§ **TO DO**: Rewrite all of the records below, changing every "pointer" to "marker" and keeping everything else the same. Omit the pictures from your answer.

§ **SUPPLIED DATA**:
-- BEGIN --

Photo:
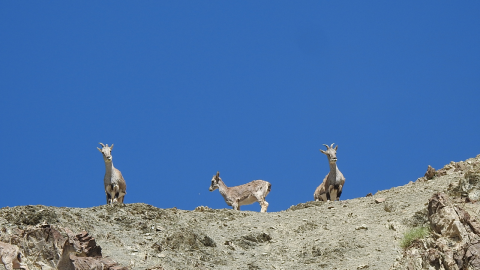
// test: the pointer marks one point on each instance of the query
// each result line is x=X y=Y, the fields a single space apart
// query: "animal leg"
x=236 y=205
x=333 y=194
x=339 y=192
x=114 y=193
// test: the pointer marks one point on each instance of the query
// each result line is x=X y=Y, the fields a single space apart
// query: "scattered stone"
x=362 y=227
x=379 y=200
x=430 y=174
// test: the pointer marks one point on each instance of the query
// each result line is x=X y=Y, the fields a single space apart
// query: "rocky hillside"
x=362 y=233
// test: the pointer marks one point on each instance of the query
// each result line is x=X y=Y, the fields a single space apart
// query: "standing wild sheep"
x=11 y=257
x=248 y=193
x=332 y=185
x=115 y=186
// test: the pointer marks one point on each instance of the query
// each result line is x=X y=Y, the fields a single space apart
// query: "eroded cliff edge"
x=362 y=233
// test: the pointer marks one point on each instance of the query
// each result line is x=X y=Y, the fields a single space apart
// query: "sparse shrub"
x=413 y=234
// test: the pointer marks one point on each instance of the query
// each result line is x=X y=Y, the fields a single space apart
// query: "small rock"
x=379 y=200
x=362 y=227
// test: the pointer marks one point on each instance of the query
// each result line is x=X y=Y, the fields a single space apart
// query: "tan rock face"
x=59 y=248
x=454 y=244
x=348 y=234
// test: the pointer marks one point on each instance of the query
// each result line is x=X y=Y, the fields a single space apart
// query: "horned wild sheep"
x=11 y=257
x=115 y=186
x=248 y=193
x=332 y=185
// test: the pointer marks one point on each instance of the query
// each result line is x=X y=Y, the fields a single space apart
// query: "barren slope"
x=350 y=234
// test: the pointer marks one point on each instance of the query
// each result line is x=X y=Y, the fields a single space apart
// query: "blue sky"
x=251 y=89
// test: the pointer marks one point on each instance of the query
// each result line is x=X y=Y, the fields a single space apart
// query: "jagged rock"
x=59 y=248
x=379 y=200
x=454 y=245
x=430 y=173
x=11 y=257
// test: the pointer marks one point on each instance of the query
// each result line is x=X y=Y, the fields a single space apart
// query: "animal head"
x=17 y=263
x=106 y=151
x=331 y=153
x=215 y=179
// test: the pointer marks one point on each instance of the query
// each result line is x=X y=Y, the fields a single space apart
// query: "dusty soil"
x=350 y=234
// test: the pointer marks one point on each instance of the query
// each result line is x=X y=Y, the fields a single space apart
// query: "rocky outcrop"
x=454 y=243
x=59 y=248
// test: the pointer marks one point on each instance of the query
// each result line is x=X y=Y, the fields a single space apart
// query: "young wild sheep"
x=115 y=186
x=11 y=257
x=332 y=185
x=248 y=193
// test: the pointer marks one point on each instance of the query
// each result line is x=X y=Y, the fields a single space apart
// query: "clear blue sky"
x=248 y=88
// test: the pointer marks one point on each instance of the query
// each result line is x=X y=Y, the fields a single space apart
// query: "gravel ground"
x=350 y=234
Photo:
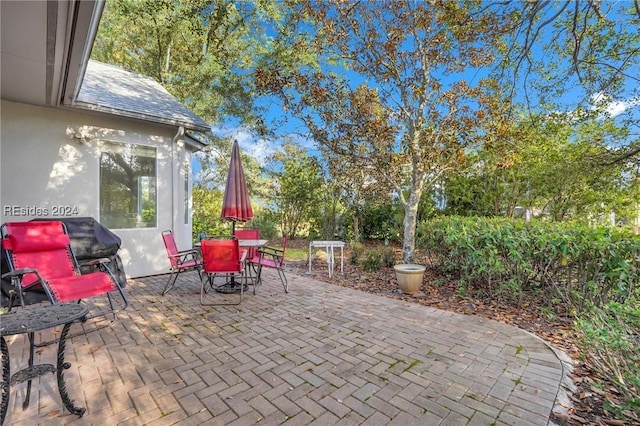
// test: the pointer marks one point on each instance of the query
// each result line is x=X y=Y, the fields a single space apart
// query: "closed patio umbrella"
x=236 y=206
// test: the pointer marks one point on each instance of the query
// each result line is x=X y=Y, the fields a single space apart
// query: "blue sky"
x=261 y=149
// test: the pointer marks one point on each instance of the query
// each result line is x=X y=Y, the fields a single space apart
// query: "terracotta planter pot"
x=409 y=277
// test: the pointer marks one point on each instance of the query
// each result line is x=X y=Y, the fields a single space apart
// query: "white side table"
x=329 y=246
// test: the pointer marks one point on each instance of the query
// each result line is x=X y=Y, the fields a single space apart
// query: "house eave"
x=140 y=116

-- END --

§ **RESPONSE**:
Photo:
// test: the marker marks one point on each instance of the query
// each result line is x=X y=Y, the fields a single space apart
// query: "animal leg"
x=236 y=205
x=333 y=194
x=339 y=192
x=114 y=193
// test: the marker marks one point on each instance of the query
// each result line is x=X y=Y, the fields a single space apart
// query: "scattered stone"
x=362 y=227
x=379 y=200
x=430 y=174
// test: the marker marks one point on each instance of the query
// each result line is x=X y=Y, the fields a single space apart
// query: "rocky hillside"
x=362 y=233
// test: the marker marks one point on each instance of the query
// each result line is x=X y=Y, the fields a single space apart
// query: "standing wild sheep"
x=11 y=257
x=248 y=193
x=332 y=185
x=115 y=186
// test: the marker marks one point on each instance of the query
// each result line is x=X y=Y, the fields a single space apart
// query: "eroded cliff edge"
x=362 y=233
// test: the marker marks one point on each instance of the query
// each result line is x=X y=Y, the fields a single space apart
// query: "sparse shrub"
x=413 y=234
// test: the marker marks one point on each instance of the query
// each result line is x=X y=Y, the fields a single space apart
// query: "small rock"
x=379 y=200
x=362 y=227
// test: the marker marks one point on each instance of the query
// each result line is x=X y=Y, the fields a single space apart
// query: "tan rock face"
x=59 y=248
x=454 y=244
x=348 y=234
// test: the marker marks one point on each instance of the query
// each result line is x=X y=Y, the fields a single space apart
// query: "horned wild sheep"
x=11 y=257
x=115 y=186
x=248 y=193
x=332 y=185
// test: the marker marks one point on each instance of the query
// each result line is x=X y=Y, the fields a single space apart
// query: "barren slope"
x=350 y=234
// test: the marker marks one point on each instance of the query
// each result line is x=X y=Y, the fields a single space apart
// query: "blue sky"
x=251 y=89
// test: the marker marks one point on each instance of the query
// each result line is x=X y=Y, the fields a single space apart
// query: "jagged rock"
x=59 y=248
x=379 y=200
x=454 y=245
x=430 y=173
x=11 y=257
// test: the marker marks one point on each instance of the query
// each result line is x=X y=Y, the fields a single space apart
// query: "animal head"
x=17 y=263
x=106 y=151
x=331 y=153
x=215 y=179
// test: the marker marks one point on each instance of the query
// each result line is x=X y=Y, the fields a single space apart
// query: "dusty soil"
x=350 y=234
// test: the marker marks one point on each instance of the query
// each result line is x=X y=Y, the fields a single space apart
// query: "rocky outcrop"
x=454 y=243
x=59 y=248
// test: the marker marks one point on each instance of the query
// each result line is x=X y=Y, the fields a single space apart
// query: "young wild sheep"
x=115 y=186
x=11 y=257
x=332 y=185
x=248 y=193
// test: the marker marks one point on each instance of the query
// each result line is x=X y=Y, the fields a single space apart
// query: "clear blue sky"
x=248 y=88
// test: the marker marks one point on each instance of the query
// each result line is x=X y=Y, the fields a single space apart
// query: "gravel ground"
x=350 y=234
Photo:
// test: the marker marks one point on each instance of the query
// each result line is x=X y=Y, the fields a single space apart
// query: "closed patio umbrella"
x=236 y=206
// test: the marker marks one point on each instance of the query
// each result line is x=X y=Y, the fields a single space apart
// query: "blue sky"
x=261 y=149
// test: the marker marks one point on each instance of the query
// each result line is x=X y=Y, the fields a single space apart
// query: "terracotta planter pot"
x=409 y=277
// test: the marker marks one point on each instance of the query
// each result line is x=X y=Y, the fields a single space apart
// query: "white side table"
x=329 y=246
// test: the marker marks one point on each instance of the query
// each result line is x=X y=Y, the fields a single space apart
// query: "house eave"
x=140 y=116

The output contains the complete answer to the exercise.